The Argentine War of Independence was fought from 1810 to 1818 by Argentine patriotic forces under Manuel Belgrano, Juan José Castelli and José de San Martín against royalist forces loyal to the Spanish crown. On July 9, 1816, an assembly met in San Miguel de Tucumán, declared full independence with provisions for a national constitution.

1806
 August 20: The first British invasion of the Río de la Plata is defeated by an army led by Santiago de Liniers. In the absence of the viceroy Rafael de Sobremonte, Liniers is appointed captain general.

1807
 February 10: Rafael de Sobremonte, viceroy of the Viceroyalty of the Río de la Plata, is deposed and replaced by Santiago de Liniers.
 July 7: The second British invasion of the Río de la Plata is defeated.

1808
 Napoleon invades Spain and starts the Peninsular War.
 Mutiny of Aranjuez. A popular uprising forces the King Charles IV to abdicate, being replaced by his son, Ferdinand VII
 Ferdinand VII is removed as king of Spain and replaced by Joseph Bonaparte, appointed by Napoleon.
 Popular resistance creates government Juntas. The Supreme Central and Governing Junta of the Kingdom is created.
 Disputes at the Río de la Plata between Liniers and Francisco Javier de Elío. Elío creates a government Junta in Montevideo.

1809
 January 1: Mutiny of Álzaga, defeated by local militias.
 Liniers is replaced by Baltasar Hidalgo de Cisneros, viceroy designated by the Junta of Seville.
 Mariano Moreno writes The Representation of the Hacendados.
 Cisneros briefly opens the Port of Buenos Aires to foreign trade.

1810
 The government of Spain is defeated by French forces and the Supreme Central and Governing Junta was replaced by the Regency
 The Cortes of Cádiz convenes in Spain
 An open cabildo in Buenos Aires deposes the viceroy and creates a government junta.
 Córdoba rejects the Junta of Buenos Aires. Liniers leads a counter-revolution, which is defeated. Liniers is executed as result.
 Buenos Aires organizes military campaigns against Paraguay and the Upper Peru.

1811
 Francisco Javier de Elío is appointed viceroy by the Juntas of Cádiz, and Montevideo the capital of the Viceroyalty of the Río de la Plata. Elío declares war against the Junta of Buenos Aires, but gets sieged by the surrounding cities.
 Mariano Moreno resigns from the Primera Junta, and dies at sea while traveling to Europe. Nevertheless, disputes between Saavedrist and Morenist groups in Buenos Aires continue.
 Paraguay becomes independent
 The Army of the North is defeated in the Battle of Guaqui. The revolutionaries lost the Upper Peru and their mines.
 The Junta Grande of Buenos Aires is replaced by the First Triumvirate

1812
 Manuel Belgrano creates the Flag of Argentina
 José de San Martín and Carlos María de Alvear arrive in Buenos Aires from Europe
 Martín de Álzaga is executed after a failed mutiny against the First Triumvirate
 Belgrano defeats the royalists at the Battle of Tucumán
 The First Triumvirate is deposed by San Martín and Alvear, and replaced by the Second Triumvirate
 José Gervasio Artigas, José Rondeau and Soler defeat Gaspar de Vigodet

1813
 February 3: José de San Martín defeats a royalist raid from Montevideo during the Battle of San Lorenzo
 Joseph Bonaparte flees from Spain and Ferdinand VII recovers the Spanish crown
 The XIII Year Assembly starts in Buenos Aires. It approves the Canción patriótica by Vicente López y Planes as the Argentine National Anthem
 Patriots are defeated at the Battle of Vilcapugio and the Battle of Ayohuma

1814
 January (exact date disputed): Yatasto relay in Salta. Manuel Belgrano hands the command of the Army of the North to José de San Martín.

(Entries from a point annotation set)

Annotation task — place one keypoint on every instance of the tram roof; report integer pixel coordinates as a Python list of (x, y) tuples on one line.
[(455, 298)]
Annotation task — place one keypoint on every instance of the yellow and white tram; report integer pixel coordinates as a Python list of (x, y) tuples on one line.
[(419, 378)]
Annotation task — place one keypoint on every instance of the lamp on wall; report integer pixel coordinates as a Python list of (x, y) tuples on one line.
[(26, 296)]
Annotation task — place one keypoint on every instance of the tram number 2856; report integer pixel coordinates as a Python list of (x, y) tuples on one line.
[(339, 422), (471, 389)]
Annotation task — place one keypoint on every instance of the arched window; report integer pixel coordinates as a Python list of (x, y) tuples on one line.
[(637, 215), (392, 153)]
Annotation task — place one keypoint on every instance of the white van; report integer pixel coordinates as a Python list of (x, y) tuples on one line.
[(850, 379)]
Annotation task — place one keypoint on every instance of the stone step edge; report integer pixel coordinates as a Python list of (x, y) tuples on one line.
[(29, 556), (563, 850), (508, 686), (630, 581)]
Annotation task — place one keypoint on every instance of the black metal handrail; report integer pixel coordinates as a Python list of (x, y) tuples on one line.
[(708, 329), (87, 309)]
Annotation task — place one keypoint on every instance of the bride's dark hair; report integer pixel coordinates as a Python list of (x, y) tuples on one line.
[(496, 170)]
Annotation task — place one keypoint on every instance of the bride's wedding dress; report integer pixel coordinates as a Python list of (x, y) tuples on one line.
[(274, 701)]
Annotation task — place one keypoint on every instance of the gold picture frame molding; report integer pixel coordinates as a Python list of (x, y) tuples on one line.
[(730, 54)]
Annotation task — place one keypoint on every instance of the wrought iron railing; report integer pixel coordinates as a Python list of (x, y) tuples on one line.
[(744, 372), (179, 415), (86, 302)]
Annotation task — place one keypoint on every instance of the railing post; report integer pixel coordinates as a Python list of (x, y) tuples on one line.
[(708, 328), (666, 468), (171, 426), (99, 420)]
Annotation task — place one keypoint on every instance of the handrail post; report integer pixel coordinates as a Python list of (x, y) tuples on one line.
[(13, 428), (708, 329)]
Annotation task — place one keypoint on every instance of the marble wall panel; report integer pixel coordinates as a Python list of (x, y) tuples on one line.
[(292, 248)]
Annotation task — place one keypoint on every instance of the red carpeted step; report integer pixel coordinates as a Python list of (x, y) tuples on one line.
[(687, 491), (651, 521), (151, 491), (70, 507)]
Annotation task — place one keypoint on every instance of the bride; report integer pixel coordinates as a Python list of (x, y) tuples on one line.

◆ Given exercise:
Rewrite the Argentine independence timeline, beginning at the words "Cisneros briefly opens" and stopping after "the Upper Peru.", with "counter-revolution" changed to "rebellion".

◆ Written answer:
Cisneros briefly opens the Port of Buenos Aires to foreign trade.

1810
 The government of Spain is defeated by French forces and the Supreme Central and Governing Junta was replaced by the Regency
 The Cortes of Cádiz convenes in Spain
 An open cabildo in Buenos Aires deposes the viceroy and creates a government junta.
 Córdoba rejects the Junta of Buenos Aires. Liniers leads a rebellion, which is defeated. Liniers is executed as result.
 Buenos Aires organizes military campaigns against Paraguay and the Upper Peru.